◆ INSTRUCTION
Reproduce every one of the records below verbatim, line by line.

◆ ROWS

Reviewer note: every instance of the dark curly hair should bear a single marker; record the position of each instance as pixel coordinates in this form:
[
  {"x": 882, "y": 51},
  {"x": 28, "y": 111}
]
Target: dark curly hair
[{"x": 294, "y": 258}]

◆ TASK RESPONSE
Reviewer note: every instance of the dark curly hair should bear a single marker; record the position of each instance as pixel coordinates in this form:
[
  {"x": 882, "y": 51},
  {"x": 28, "y": 111}
]
Target: dark curly hair
[{"x": 294, "y": 258}]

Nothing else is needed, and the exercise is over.